### GIVEN RECORDS
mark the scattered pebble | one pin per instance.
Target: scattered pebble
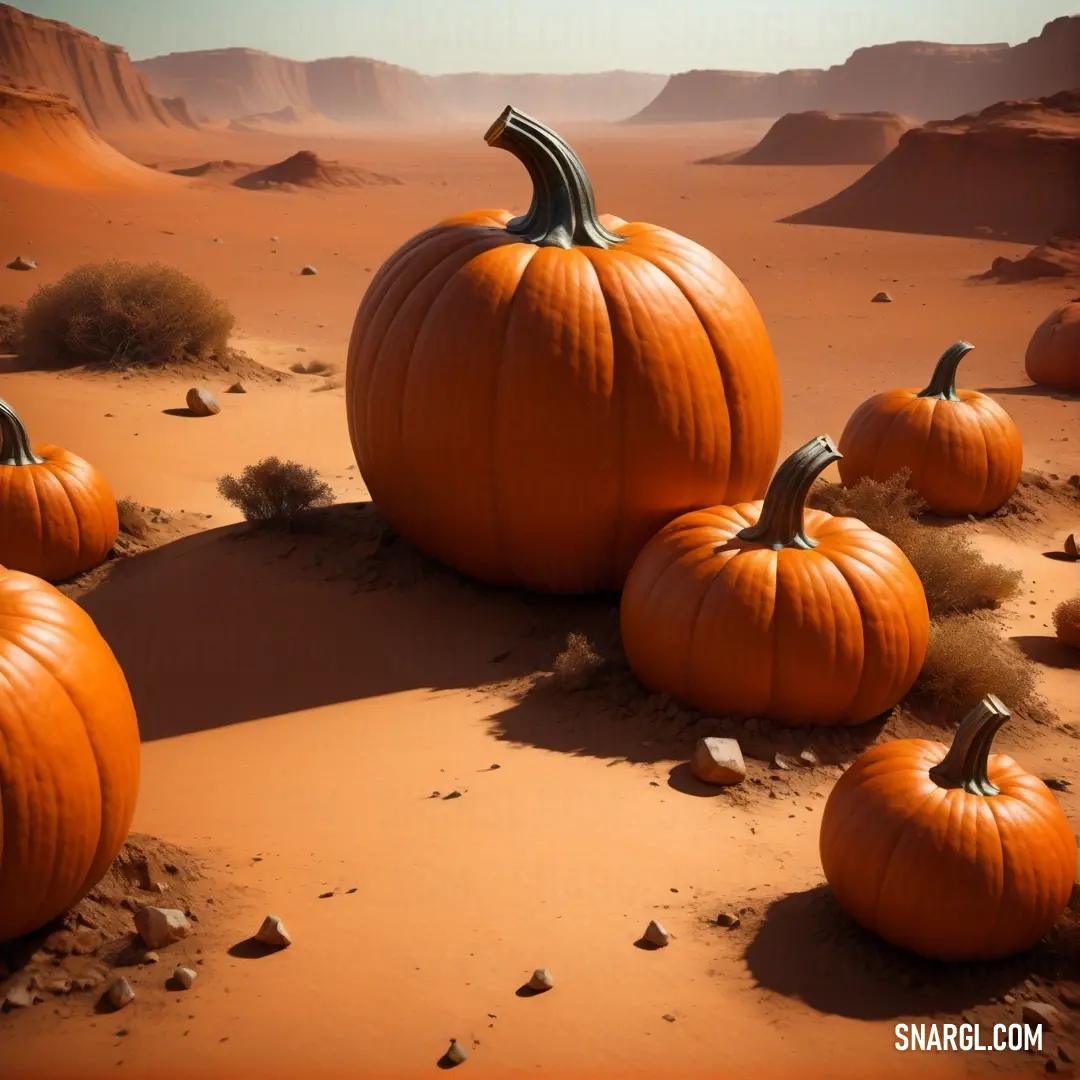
(718, 760)
(656, 934)
(273, 932)
(159, 927)
(202, 402)
(120, 994)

### GIVEN EXERCISE
Update the rows above by replacing "scattered pebble" with "loose stone" and leaving everything else unchanged. Omit the pictures from your answer.

### SOLUTION TO THIS EXERCISE
mark the loose stone | one pin per instance.
Target: loose stone
(718, 760)
(656, 934)
(273, 932)
(159, 927)
(202, 402)
(120, 994)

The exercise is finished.